§ **Required work**
Repeat, word for word, the lines of the material from the line containing "Q: Precisely where does the windshield wiper arm" through the line containing "[0,0,320,166]", including both of those lines.

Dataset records
::::

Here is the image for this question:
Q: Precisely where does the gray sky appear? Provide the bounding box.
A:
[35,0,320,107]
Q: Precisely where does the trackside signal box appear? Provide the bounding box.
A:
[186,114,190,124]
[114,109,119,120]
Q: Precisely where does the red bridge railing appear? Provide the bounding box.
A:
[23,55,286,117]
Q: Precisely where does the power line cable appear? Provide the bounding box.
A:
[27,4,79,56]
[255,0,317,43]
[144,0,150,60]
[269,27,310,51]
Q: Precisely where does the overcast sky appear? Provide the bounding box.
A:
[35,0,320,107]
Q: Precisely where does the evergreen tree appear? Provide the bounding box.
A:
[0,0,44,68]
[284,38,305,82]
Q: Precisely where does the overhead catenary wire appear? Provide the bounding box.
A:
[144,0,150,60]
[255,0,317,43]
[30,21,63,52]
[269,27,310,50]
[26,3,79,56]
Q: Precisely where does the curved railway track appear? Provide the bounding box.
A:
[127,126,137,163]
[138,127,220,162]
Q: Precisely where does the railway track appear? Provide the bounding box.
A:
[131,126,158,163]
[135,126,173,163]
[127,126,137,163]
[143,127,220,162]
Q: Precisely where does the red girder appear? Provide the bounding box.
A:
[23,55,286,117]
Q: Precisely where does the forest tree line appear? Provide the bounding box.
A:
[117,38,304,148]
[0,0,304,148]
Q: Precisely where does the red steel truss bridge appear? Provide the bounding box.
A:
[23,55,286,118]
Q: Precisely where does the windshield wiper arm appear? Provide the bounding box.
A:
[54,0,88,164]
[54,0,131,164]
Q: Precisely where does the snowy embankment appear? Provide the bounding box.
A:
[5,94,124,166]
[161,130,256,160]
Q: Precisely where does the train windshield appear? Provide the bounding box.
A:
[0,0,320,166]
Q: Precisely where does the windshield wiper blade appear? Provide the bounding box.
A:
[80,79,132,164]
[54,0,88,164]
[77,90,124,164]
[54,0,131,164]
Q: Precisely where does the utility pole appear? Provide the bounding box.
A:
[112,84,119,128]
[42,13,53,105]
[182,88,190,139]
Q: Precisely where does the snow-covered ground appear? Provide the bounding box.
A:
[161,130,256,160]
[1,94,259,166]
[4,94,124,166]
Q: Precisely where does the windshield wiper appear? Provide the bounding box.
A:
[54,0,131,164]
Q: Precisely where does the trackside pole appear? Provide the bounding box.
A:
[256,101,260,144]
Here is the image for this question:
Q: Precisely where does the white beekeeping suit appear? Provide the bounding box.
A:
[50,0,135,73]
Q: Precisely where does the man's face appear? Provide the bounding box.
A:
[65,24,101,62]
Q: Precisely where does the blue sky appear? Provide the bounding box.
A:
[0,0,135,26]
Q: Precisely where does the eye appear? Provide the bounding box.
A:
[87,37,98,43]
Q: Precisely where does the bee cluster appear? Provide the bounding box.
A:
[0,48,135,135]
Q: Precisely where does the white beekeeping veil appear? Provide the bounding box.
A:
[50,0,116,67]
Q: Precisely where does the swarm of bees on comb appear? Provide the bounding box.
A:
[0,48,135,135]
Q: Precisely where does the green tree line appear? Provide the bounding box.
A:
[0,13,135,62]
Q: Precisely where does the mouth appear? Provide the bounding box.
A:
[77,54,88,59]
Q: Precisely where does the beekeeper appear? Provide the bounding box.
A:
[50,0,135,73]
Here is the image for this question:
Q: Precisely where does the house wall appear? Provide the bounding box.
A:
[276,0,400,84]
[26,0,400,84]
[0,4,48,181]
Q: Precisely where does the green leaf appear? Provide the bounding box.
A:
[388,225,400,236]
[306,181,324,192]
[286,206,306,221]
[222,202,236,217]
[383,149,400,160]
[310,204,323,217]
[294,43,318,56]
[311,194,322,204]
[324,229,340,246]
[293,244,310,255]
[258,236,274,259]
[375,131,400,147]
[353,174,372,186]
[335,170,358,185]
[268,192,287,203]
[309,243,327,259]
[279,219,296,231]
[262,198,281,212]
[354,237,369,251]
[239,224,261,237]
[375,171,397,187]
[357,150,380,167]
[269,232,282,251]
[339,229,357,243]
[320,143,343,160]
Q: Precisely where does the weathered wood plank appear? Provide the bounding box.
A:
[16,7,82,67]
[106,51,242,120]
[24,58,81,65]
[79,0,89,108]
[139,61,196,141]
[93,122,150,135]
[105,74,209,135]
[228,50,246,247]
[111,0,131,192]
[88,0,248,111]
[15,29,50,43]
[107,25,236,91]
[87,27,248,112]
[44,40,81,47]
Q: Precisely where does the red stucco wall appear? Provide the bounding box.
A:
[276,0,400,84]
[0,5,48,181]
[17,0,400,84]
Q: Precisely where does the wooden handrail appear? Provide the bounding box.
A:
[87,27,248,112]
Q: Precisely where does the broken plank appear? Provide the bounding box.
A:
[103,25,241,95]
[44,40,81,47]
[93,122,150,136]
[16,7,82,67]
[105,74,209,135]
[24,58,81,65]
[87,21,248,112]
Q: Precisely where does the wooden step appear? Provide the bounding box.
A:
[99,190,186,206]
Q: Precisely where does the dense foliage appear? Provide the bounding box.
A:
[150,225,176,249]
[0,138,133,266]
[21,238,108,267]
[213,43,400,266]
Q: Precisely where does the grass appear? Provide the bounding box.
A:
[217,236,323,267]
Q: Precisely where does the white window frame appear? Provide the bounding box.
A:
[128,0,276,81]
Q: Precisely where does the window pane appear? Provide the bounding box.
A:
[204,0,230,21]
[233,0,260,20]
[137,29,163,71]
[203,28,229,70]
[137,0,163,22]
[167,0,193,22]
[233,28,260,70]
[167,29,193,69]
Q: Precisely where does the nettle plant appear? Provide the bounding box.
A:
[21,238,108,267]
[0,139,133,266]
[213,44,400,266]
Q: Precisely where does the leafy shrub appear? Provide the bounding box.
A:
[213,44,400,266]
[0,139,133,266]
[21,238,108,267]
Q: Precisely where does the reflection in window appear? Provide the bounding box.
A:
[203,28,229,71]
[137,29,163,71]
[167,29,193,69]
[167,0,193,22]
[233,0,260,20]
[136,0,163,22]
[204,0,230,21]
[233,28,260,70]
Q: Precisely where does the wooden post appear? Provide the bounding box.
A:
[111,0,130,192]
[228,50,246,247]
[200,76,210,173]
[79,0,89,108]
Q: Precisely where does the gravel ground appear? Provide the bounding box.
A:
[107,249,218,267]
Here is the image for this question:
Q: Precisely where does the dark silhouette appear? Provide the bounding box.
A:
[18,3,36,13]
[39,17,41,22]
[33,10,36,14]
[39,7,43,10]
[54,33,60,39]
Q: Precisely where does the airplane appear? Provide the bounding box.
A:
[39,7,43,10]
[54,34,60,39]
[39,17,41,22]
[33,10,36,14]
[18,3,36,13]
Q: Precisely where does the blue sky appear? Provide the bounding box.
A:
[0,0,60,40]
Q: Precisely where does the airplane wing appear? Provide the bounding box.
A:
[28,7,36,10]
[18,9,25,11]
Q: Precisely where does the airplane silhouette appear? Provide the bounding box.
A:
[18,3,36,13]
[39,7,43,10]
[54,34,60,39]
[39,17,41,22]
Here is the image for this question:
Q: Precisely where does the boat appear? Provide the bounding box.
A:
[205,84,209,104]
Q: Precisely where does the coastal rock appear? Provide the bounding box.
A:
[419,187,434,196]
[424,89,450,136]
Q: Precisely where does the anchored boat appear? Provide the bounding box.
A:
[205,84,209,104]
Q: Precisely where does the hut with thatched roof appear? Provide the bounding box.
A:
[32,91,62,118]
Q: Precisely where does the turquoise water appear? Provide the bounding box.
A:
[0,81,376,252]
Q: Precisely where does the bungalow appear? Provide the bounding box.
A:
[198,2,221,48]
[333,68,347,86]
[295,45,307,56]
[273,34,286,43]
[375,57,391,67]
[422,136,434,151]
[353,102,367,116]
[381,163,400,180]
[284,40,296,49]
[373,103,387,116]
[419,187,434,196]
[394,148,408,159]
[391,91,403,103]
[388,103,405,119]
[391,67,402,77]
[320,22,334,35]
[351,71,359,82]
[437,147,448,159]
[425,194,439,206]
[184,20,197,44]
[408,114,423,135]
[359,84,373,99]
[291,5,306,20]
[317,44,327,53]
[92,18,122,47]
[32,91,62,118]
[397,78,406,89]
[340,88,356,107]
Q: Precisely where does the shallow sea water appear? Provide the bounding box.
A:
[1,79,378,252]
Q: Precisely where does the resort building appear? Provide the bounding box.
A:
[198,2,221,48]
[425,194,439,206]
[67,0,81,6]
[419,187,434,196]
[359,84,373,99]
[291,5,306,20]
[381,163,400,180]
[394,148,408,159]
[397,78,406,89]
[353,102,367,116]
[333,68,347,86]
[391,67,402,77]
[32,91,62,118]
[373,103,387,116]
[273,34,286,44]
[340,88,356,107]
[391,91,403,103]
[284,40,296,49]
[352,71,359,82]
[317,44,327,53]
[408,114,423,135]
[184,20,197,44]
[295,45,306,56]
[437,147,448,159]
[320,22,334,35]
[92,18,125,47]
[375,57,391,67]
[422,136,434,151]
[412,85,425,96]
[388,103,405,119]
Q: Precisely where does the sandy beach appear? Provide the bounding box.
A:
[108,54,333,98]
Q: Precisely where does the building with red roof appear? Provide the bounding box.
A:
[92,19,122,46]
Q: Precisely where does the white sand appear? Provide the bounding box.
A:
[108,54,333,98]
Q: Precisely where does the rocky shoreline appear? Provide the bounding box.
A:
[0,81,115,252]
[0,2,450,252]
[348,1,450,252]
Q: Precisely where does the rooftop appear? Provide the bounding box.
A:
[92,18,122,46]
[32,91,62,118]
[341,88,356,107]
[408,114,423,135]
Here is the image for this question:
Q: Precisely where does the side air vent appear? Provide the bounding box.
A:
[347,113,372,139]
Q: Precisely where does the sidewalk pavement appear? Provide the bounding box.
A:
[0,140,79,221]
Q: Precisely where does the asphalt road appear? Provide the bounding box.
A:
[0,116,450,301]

::::

§ **Answer to this exercise**
Q: Precisely where does the windshield wiper arm appear? Provide the bounding box.
A:
[54,0,88,164]
[54,0,131,164]
Q: Precisely where does the snowy embankment appear? Provide the bounding box.
A:
[5,94,124,166]
[161,130,256,160]
Q: Precisely where does the train windshield appear? Provide the bounding box.
A:
[0,0,320,166]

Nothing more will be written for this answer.